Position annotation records
-- Start --
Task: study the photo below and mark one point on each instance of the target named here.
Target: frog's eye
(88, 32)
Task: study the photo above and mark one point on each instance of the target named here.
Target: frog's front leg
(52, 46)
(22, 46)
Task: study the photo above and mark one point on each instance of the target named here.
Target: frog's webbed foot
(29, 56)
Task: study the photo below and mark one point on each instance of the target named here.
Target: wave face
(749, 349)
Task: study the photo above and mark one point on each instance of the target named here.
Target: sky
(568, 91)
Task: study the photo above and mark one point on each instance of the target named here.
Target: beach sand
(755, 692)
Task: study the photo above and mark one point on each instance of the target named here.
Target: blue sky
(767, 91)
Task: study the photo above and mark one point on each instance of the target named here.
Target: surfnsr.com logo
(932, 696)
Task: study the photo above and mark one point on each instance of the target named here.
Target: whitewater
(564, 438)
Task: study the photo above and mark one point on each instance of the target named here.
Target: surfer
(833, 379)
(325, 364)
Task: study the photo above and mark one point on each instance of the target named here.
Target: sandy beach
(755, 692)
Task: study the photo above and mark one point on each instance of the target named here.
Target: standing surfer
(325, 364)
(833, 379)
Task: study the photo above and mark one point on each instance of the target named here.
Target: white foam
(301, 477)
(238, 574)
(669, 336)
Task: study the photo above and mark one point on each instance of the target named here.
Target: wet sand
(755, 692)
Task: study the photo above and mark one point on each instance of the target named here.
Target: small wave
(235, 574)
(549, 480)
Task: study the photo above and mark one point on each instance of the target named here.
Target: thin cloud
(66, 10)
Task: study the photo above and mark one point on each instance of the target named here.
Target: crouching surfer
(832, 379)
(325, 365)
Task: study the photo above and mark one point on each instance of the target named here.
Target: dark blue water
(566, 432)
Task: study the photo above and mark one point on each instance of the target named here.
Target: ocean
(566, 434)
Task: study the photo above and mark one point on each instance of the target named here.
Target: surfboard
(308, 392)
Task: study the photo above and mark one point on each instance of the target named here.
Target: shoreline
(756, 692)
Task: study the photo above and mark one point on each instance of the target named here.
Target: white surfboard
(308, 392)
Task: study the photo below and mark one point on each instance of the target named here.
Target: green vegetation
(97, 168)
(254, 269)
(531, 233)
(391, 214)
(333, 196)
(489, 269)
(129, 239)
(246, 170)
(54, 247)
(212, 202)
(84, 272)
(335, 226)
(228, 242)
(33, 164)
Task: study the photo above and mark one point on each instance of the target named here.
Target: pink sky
-- End --
THE PROBLEM
List each line in the rows above that contains the string "surfer". Case counts.

COMPLETE ANSWER
Target: surfer
Target: standing surfer
Target: crouching surfer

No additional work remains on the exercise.